Requirement: Rewrite the data below, beginning with the first line and continuing through the line containing "box: [395, 226, 768, 377]", with every "rough mask" changed to "coarse mask" and nothing else altered. Omit the pictures.

(Dataset entries)
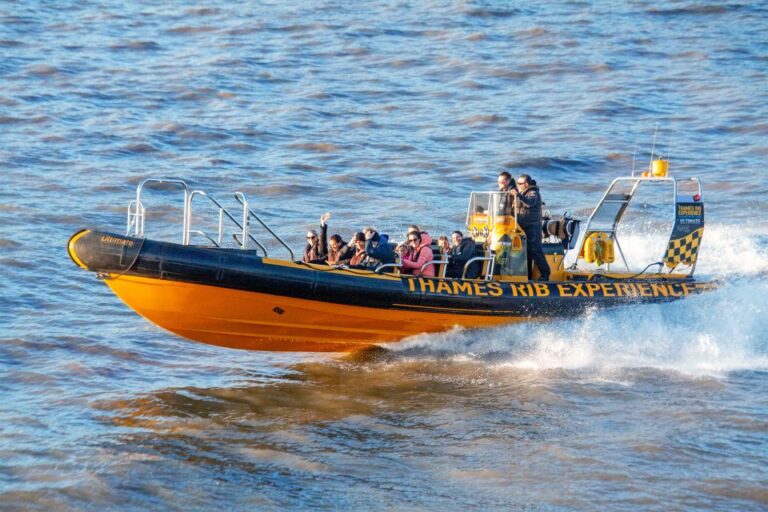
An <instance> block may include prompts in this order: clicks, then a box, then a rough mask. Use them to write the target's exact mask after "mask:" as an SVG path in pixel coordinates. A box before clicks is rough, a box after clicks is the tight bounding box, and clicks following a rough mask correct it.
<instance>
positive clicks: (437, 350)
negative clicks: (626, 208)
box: [395, 226, 768, 377]
mask: <svg viewBox="0 0 768 512" xmlns="http://www.w3.org/2000/svg"><path fill="white" fill-rule="evenodd" d="M707 229H708V233H707V232H705V244H704V245H703V246H702V252H701V254H700V258H701V259H700V264H699V267H698V268H697V275H699V276H700V277H702V278H718V279H721V280H722V281H723V283H724V284H723V286H721V287H720V288H718V289H717V290H715V291H713V292H710V293H706V294H703V295H699V296H695V297H689V298H686V299H684V300H681V301H676V302H672V303H667V304H650V305H634V306H627V307H621V308H615V309H611V310H593V311H589V312H587V313H586V314H583V315H580V316H578V317H576V318H571V319H562V320H555V321H536V322H525V323H521V324H514V325H508V326H504V327H500V328H495V329H480V330H463V329H454V330H452V331H449V332H446V333H440V334H430V335H426V334H425V335H419V336H415V337H412V338H410V339H408V340H406V341H404V342H403V343H402V344H400V345H399V346H397V347H396V348H395V350H396V351H397V352H398V353H399V354H401V355H402V356H404V357H409V358H411V357H419V358H430V357H436V356H438V355H439V356H440V357H446V356H448V357H461V358H466V357H468V356H469V357H471V358H474V359H475V360H479V361H485V362H487V363H488V364H489V365H494V366H509V367H514V368H520V369H529V370H546V369H553V368H564V369H590V370H596V371H597V372H598V373H606V372H611V371H614V370H616V369H621V368H655V369H660V370H672V371H675V372H679V373H682V374H686V375H695V376H697V375H700V376H716V377H719V376H723V375H724V374H726V373H727V372H730V371H738V370H763V369H768V335H766V333H768V315H766V313H768V279H767V277H768V255H767V254H766V252H767V251H766V247H765V245H766V244H765V240H764V237H765V235H766V229H765V228H762V229H760V228H756V229H753V230H741V229H739V230H736V229H733V228H731V227H729V226H712V227H708V228H707ZM627 242H628V243H627V244H626V245H625V246H624V248H625V251H628V250H632V251H635V252H634V253H633V254H636V255H638V253H640V254H639V255H638V256H639V257H642V256H644V255H643V254H642V251H643V250H645V251H647V252H648V254H650V251H651V249H653V248H652V247H650V246H651V244H650V243H649V241H648V239H643V237H627Z"/></svg>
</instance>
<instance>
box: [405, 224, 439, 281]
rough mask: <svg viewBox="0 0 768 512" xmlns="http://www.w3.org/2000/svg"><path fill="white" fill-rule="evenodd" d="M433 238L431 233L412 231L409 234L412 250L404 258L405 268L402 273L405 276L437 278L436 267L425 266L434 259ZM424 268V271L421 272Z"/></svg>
mask: <svg viewBox="0 0 768 512" xmlns="http://www.w3.org/2000/svg"><path fill="white" fill-rule="evenodd" d="M431 244H432V237H431V236H429V233H425V232H421V233H419V232H418V231H412V232H410V233H408V245H409V246H410V248H411V250H410V251H409V252H408V254H407V255H406V256H405V257H403V259H402V264H403V268H402V270H401V272H402V273H403V274H411V275H414V276H424V277H435V266H434V265H431V264H430V265H427V266H426V267H424V264H425V263H427V262H430V261H432V260H433V259H434V257H433V255H432V247H430V245H431ZM421 267H424V270H421Z"/></svg>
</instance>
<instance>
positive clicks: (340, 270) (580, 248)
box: [68, 161, 715, 351]
mask: <svg viewBox="0 0 768 512" xmlns="http://www.w3.org/2000/svg"><path fill="white" fill-rule="evenodd" d="M152 186H161V187H165V188H167V187H170V186H174V187H175V186H178V187H179V188H180V189H181V190H182V191H183V194H184V197H183V219H182V236H181V243H173V242H169V241H160V240H150V239H148V238H146V237H145V236H144V224H145V218H146V210H145V205H144V203H143V199H142V193H143V191H144V190H145V189H146V188H148V187H152ZM643 187H667V188H668V189H669V190H670V191H671V194H670V197H672V198H673V201H672V205H671V207H670V206H669V205H666V206H663V207H664V208H667V209H668V210H671V211H670V212H669V213H670V214H671V215H674V221H673V222H672V229H671V232H670V233H669V240H668V243H667V244H666V250H665V252H664V254H662V255H661V257H660V259H659V260H658V261H655V262H652V263H651V264H650V265H648V266H647V267H645V269H643V270H640V271H638V270H636V269H635V270H630V266H629V265H628V264H627V260H626V258H625V256H624V253H623V251H622V248H621V244H620V240H619V233H618V227H619V224H620V222H621V220H622V218H623V216H624V214H625V212H626V210H627V208H628V206H629V205H630V203H631V201H632V199H633V197H635V196H636V194H637V192H638V190H640V189H642V188H643ZM234 197H235V198H236V199H237V201H238V202H239V204H240V206H242V215H239V214H238V215H237V216H235V215H232V214H231V213H230V211H229V210H227V209H226V208H224V207H223V206H222V205H221V203H219V202H218V201H217V200H216V199H214V198H213V197H211V196H209V195H207V194H206V193H205V192H202V191H199V190H191V189H190V187H189V186H188V185H187V184H186V183H185V182H183V181H180V180H168V179H147V180H144V181H142V182H141V183H140V184H139V185H138V188H137V191H136V199H135V200H133V201H131V203H130V204H129V206H128V223H127V226H128V229H127V232H128V234H119V233H113V232H107V231H98V230H93V229H84V230H81V231H78V232H77V233H75V234H74V235H73V236H72V237H71V239H70V240H69V245H68V250H69V254H70V256H71V258H72V259H73V260H74V262H75V263H76V264H77V265H79V266H80V267H82V268H84V269H87V270H91V271H95V272H97V273H98V275H99V277H101V278H102V279H103V280H104V282H105V283H106V284H107V285H108V286H109V287H110V288H111V289H112V291H114V292H115V294H117V296H118V297H120V298H121V299H122V300H123V301H124V302H125V303H126V304H128V306H130V307H131V308H132V309H134V310H135V311H136V312H137V313H139V314H140V315H141V316H143V317H145V318H146V319H148V320H149V321H151V322H153V323H155V324H157V325H158V326H160V327H163V328H165V329H167V330H169V331H171V332H174V333H176V334H178V335H180V336H183V337H186V338H189V339H192V340H196V341H200V342H204V343H209V344H213V345H219V346H224V347H231V348H239V349H249V350H279V351H349V350H354V349H358V348H363V347H366V346H369V345H373V344H380V343H383V342H391V341H397V340H400V339H402V338H404V337H407V336H410V335H414V334H418V333H424V332H437V331H444V330H447V329H450V328H452V327H454V326H463V327H466V328H477V327H486V326H494V325H499V324H506V323H511V322H518V321H523V320H530V319H538V318H548V317H558V316H573V315H578V314H579V313H581V312H583V311H585V310H587V309H590V308H602V307H611V306H620V305H626V304H637V303H658V302H667V301H671V300H675V299H680V298H683V297H687V296H689V295H693V294H697V293H700V292H702V291H705V290H708V289H711V288H712V287H714V286H715V285H714V284H713V283H710V282H700V281H697V280H695V279H694V278H693V273H694V270H695V266H696V260H697V255H698V249H699V246H700V242H701V239H702V233H703V229H704V205H703V202H702V188H701V183H700V181H699V180H698V179H696V178H690V179H685V180H677V179H675V178H674V177H671V176H668V175H667V172H666V162H665V161H654V162H652V166H651V168H650V169H649V171H647V172H645V173H643V174H642V175H637V176H635V175H634V173H633V175H632V176H630V177H622V178H617V179H615V180H614V181H613V182H612V183H611V185H610V186H609V187H608V190H607V191H606V192H605V194H604V195H603V196H602V198H601V199H600V201H599V203H598V204H597V206H596V208H595V209H594V210H593V212H592V214H591V215H590V217H589V218H588V220H587V221H586V222H585V223H583V226H581V225H580V223H579V221H577V220H574V219H570V218H568V217H563V218H558V219H549V220H546V221H545V222H544V223H543V226H542V230H543V234H544V235H545V236H546V237H547V238H546V239H545V243H544V245H543V247H544V253H545V255H546V258H547V260H548V262H549V264H550V268H551V269H552V273H551V275H550V278H549V280H548V281H547V282H541V281H538V280H535V278H536V277H537V275H538V274H537V271H536V269H532V270H533V274H534V275H533V277H534V279H529V272H528V270H529V269H528V265H529V263H528V258H527V254H526V240H525V233H524V232H523V230H522V229H520V227H519V226H518V225H517V209H516V207H515V206H514V201H510V197H509V195H508V194H506V193H501V192H473V193H472V194H471V196H470V202H469V208H468V212H467V218H466V227H467V229H468V231H469V236H471V237H472V238H473V239H474V241H475V246H476V253H475V257H474V258H472V259H471V260H470V261H468V262H467V265H466V266H465V267H464V269H465V272H464V275H463V276H462V277H458V278H447V277H445V268H446V267H447V265H446V263H447V259H446V258H445V257H443V256H441V255H440V253H439V251H438V250H435V252H434V256H435V260H434V262H433V264H434V265H435V267H436V269H437V276H436V277H414V276H412V275H405V274H401V273H400V267H399V265H398V264H397V263H395V264H390V265H382V266H381V267H379V268H375V269H370V270H368V269H366V270H361V269H351V268H345V267H332V266H326V265H318V264H307V263H302V262H300V261H296V258H295V256H294V254H293V252H292V250H291V248H290V247H289V246H288V244H286V243H285V242H284V241H283V239H281V238H280V237H279V236H278V235H277V234H276V233H275V232H274V231H273V230H272V229H271V228H270V227H269V226H268V225H267V224H266V223H265V222H264V221H263V220H262V218H261V217H260V216H259V215H257V214H256V212H254V211H253V210H252V209H251V208H250V207H249V204H248V201H247V199H246V198H245V196H244V195H243V194H242V193H236V194H235V196H234ZM203 199H205V200H207V202H208V206H209V207H212V208H213V209H214V210H215V211H217V212H218V228H217V232H216V233H214V232H213V231H211V233H213V236H210V235H209V234H208V233H206V232H203V231H201V230H194V229H192V222H193V218H194V217H193V214H192V212H193V203H194V202H195V200H197V201H196V202H197V203H199V202H201V201H203ZM225 224H227V225H230V226H234V228H233V229H236V230H237V233H236V234H234V235H233V237H232V240H234V241H235V242H234V245H235V247H234V248H233V247H224V245H226V244H225V242H226V241H227V240H229V242H230V243H232V241H231V240H230V239H229V238H228V237H226V236H225V235H224V230H225V228H224V226H225ZM257 224H258V225H260V226H261V228H260V229H263V230H265V232H266V233H268V234H269V236H270V237H271V243H272V244H273V246H277V247H279V248H280V250H282V251H284V252H286V254H287V256H288V257H286V258H284V259H281V258H275V257H270V256H269V252H271V249H270V251H268V250H267V245H268V244H267V243H265V241H264V239H261V240H260V239H258V238H256V236H255V234H254V229H253V228H254V227H258V226H257ZM579 232H581V236H579ZM193 237H194V238H196V239H201V240H203V243H202V244H193V243H191V240H190V239H191V238H193ZM393 249H394V248H393ZM569 251H571V255H570V256H571V257H570V259H572V260H574V263H573V264H572V265H569V266H568V268H565V265H564V259H565V257H566V255H567V254H568V253H569ZM573 251H578V252H573ZM574 256H575V257H574ZM469 265H476V266H478V267H479V269H480V276H479V277H478V278H476V279H469V278H467V277H466V275H467V274H466V270H467V268H468V267H469Z"/></svg>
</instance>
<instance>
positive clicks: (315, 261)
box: [302, 212, 331, 263]
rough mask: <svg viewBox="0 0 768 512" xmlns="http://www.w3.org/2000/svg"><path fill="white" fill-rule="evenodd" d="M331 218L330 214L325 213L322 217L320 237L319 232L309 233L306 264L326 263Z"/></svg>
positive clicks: (314, 230)
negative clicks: (328, 231) (315, 263)
mask: <svg viewBox="0 0 768 512" xmlns="http://www.w3.org/2000/svg"><path fill="white" fill-rule="evenodd" d="M330 218H331V214H330V212H328V213H324V214H323V216H322V217H320V232H321V234H320V236H318V235H317V231H315V230H314V229H310V230H309V231H307V245H305V246H304V258H303V259H302V261H304V263H324V262H325V258H326V257H327V256H328V219H330Z"/></svg>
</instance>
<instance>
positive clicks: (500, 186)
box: [498, 171, 515, 192]
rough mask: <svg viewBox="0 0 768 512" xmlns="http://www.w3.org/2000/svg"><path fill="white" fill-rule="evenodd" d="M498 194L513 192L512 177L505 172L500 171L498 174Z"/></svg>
mask: <svg viewBox="0 0 768 512" xmlns="http://www.w3.org/2000/svg"><path fill="white" fill-rule="evenodd" d="M498 184H499V192H511V191H513V190H515V181H514V180H513V179H512V175H511V174H509V173H508V172H507V171H501V172H500V173H499V179H498Z"/></svg>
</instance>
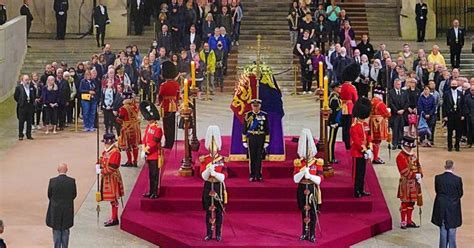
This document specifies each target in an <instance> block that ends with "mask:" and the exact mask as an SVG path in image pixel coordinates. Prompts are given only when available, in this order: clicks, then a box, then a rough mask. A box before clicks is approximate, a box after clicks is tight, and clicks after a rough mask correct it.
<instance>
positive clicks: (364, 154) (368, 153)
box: [364, 150, 374, 159]
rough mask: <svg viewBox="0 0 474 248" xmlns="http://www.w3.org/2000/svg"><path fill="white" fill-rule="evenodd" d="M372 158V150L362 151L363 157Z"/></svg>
mask: <svg viewBox="0 0 474 248" xmlns="http://www.w3.org/2000/svg"><path fill="white" fill-rule="evenodd" d="M373 158H374V153H373V152H372V150H367V151H365V153H364V159H373Z"/></svg>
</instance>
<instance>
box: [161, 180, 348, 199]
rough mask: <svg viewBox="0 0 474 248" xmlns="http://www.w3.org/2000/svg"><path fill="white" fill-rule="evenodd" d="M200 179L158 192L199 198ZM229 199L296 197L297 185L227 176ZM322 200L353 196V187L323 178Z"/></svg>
mask: <svg viewBox="0 0 474 248" xmlns="http://www.w3.org/2000/svg"><path fill="white" fill-rule="evenodd" d="M203 183H204V182H203V180H202V179H200V180H199V179H195V180H191V181H189V182H187V183H186V184H177V185H163V186H162V187H161V190H160V194H161V196H162V197H163V198H168V197H185V198H199V197H201V194H202V185H203ZM226 186H227V192H228V194H229V199H230V200H231V201H232V200H234V199H242V198H244V199H248V198H250V199H258V198H272V199H276V198H278V199H292V200H294V199H295V197H296V188H297V185H296V184H295V183H294V182H293V179H292V178H277V179H265V181H264V182H263V183H259V182H253V183H249V181H248V180H247V179H242V178H229V179H228V180H226ZM321 190H322V196H323V200H328V199H334V198H344V197H348V198H349V197H352V196H353V192H354V191H353V187H352V186H350V185H347V184H339V183H337V182H334V181H333V180H332V179H329V180H324V181H323V183H322V184H321Z"/></svg>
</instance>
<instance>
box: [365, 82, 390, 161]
mask: <svg viewBox="0 0 474 248" xmlns="http://www.w3.org/2000/svg"><path fill="white" fill-rule="evenodd" d="M384 95H385V91H384V90H383V89H375V90H374V97H373V98H372V111H371V113H370V119H369V125H370V133H371V135H372V144H373V148H374V160H373V161H372V163H374V164H385V162H384V161H383V160H382V159H380V157H379V151H380V144H381V143H382V140H387V141H388V142H390V140H389V138H390V136H389V133H388V118H390V109H389V108H387V105H385V103H384V102H383V98H384Z"/></svg>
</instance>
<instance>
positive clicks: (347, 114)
mask: <svg viewBox="0 0 474 248" xmlns="http://www.w3.org/2000/svg"><path fill="white" fill-rule="evenodd" d="M339 95H340V97H341V101H342V107H341V108H342V114H343V115H352V109H353V108H354V104H355V102H357V99H359V95H357V89H356V87H355V86H354V85H352V84H351V83H350V82H344V84H342V86H341V93H340V94H339Z"/></svg>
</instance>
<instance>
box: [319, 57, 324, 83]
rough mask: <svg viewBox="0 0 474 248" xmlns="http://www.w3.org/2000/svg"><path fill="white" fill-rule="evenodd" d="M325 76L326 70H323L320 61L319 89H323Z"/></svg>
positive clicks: (319, 63)
mask: <svg viewBox="0 0 474 248" xmlns="http://www.w3.org/2000/svg"><path fill="white" fill-rule="evenodd" d="M323 74H324V69H323V62H322V61H319V88H320V89H322V88H323Z"/></svg>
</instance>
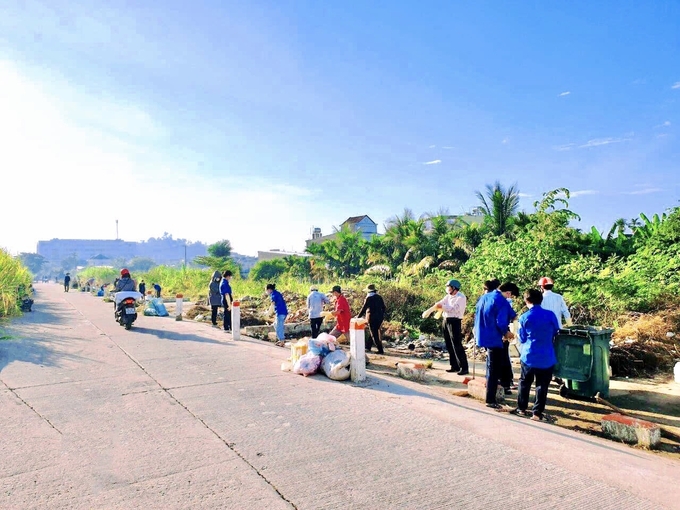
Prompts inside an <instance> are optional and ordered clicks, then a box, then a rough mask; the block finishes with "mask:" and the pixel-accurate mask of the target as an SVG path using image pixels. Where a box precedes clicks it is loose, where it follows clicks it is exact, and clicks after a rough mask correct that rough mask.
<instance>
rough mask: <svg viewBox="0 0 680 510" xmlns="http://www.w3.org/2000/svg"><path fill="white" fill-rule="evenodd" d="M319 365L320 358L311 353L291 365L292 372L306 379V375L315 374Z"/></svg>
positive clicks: (315, 355) (314, 354) (319, 362)
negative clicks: (303, 377) (302, 376)
mask: <svg viewBox="0 0 680 510" xmlns="http://www.w3.org/2000/svg"><path fill="white" fill-rule="evenodd" d="M320 364H321V356H317V355H315V354H313V353H311V352H308V353H307V354H305V355H303V356H301V357H300V359H299V360H297V361H296V362H295V365H293V372H294V373H296V374H300V375H304V376H305V377H306V376H308V375H312V374H315V373H316V371H317V370H318V369H319V365H320Z"/></svg>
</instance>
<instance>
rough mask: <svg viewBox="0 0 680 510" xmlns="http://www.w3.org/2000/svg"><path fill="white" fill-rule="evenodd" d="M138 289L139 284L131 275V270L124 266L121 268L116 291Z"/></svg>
mask: <svg viewBox="0 0 680 510" xmlns="http://www.w3.org/2000/svg"><path fill="white" fill-rule="evenodd" d="M136 290H137V285H135V282H134V280H133V279H132V277H131V276H130V271H128V270H127V269H125V268H123V269H121V270H120V279H119V280H118V281H117V282H116V288H115V290H114V292H127V291H129V292H135V291H136Z"/></svg>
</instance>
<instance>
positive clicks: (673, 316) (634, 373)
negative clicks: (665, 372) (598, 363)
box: [610, 309, 680, 377]
mask: <svg viewBox="0 0 680 510" xmlns="http://www.w3.org/2000/svg"><path fill="white" fill-rule="evenodd" d="M618 322H619V326H618V327H617V328H616V329H615V330H614V333H613V334H612V341H611V344H610V345H611V355H610V365H611V367H612V372H613V375H614V376H632V377H636V376H647V375H652V374H655V373H657V372H670V371H672V369H673V365H674V364H675V363H676V362H677V361H678V360H680V311H679V310H677V309H669V310H659V311H657V312H654V313H635V312H630V313H628V314H625V315H622V316H620V317H619V318H618Z"/></svg>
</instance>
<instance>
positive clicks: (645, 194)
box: [623, 187, 663, 195]
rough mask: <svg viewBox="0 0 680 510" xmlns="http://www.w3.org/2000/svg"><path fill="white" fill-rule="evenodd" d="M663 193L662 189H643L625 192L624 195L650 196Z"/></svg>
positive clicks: (657, 188) (625, 191) (659, 188)
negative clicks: (657, 193)
mask: <svg viewBox="0 0 680 510" xmlns="http://www.w3.org/2000/svg"><path fill="white" fill-rule="evenodd" d="M660 191H663V190H662V189H661V188H649V187H648V188H643V189H638V190H634V191H624V192H623V194H624V195H649V194H650V193H658V192H660Z"/></svg>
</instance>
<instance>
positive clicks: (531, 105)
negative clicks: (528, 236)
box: [0, 0, 680, 254]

Expected answer:
An <instance> block may include prompts in this order: clicks, then a box, then a coarse mask. Use them to write the target's exact mask after "mask:" as an SVG path in pixel coordinates. A box before clicks is rough, a box after clicks is the tight bounding box, and clicks following a coarse mask correct it.
<instance>
positive clicks: (437, 350)
negative clicks: (626, 208)
box: [395, 226, 768, 377]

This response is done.